What to work on
Count the lines in the records below that contain the string "cone", and reply with only that number.

Items
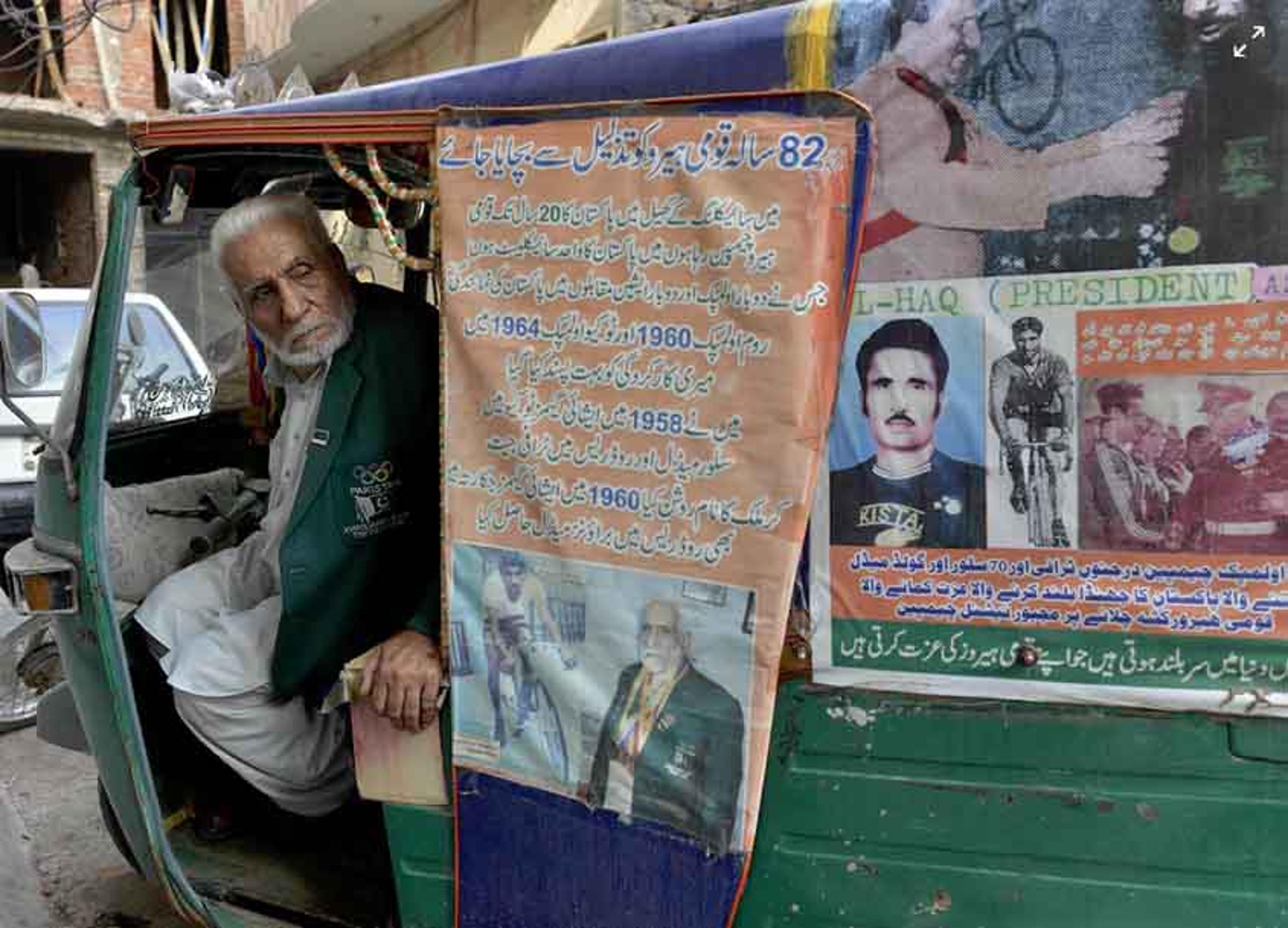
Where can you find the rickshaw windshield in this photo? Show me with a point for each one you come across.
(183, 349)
---
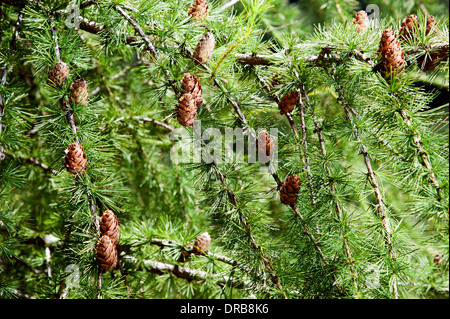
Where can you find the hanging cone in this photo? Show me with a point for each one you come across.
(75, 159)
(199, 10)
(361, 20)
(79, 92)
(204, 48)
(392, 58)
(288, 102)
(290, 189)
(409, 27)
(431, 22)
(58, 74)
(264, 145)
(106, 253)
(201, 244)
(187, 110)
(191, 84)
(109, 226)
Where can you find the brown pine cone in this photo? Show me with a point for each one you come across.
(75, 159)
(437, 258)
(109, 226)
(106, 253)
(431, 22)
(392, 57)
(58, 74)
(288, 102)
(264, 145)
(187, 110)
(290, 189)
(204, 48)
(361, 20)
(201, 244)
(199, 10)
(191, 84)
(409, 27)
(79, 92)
--
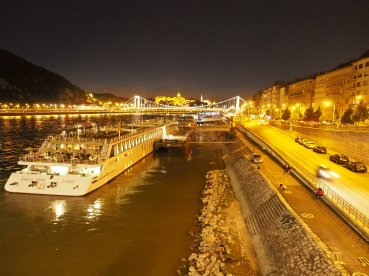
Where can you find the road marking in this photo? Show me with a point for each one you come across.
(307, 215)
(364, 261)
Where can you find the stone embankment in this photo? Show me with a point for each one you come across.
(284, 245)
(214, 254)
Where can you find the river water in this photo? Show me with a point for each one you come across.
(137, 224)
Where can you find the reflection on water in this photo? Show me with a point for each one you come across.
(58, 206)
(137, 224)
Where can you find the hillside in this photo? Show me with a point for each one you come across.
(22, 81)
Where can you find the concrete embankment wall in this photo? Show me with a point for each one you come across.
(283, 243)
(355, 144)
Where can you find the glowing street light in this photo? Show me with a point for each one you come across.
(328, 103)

Answer to the task
2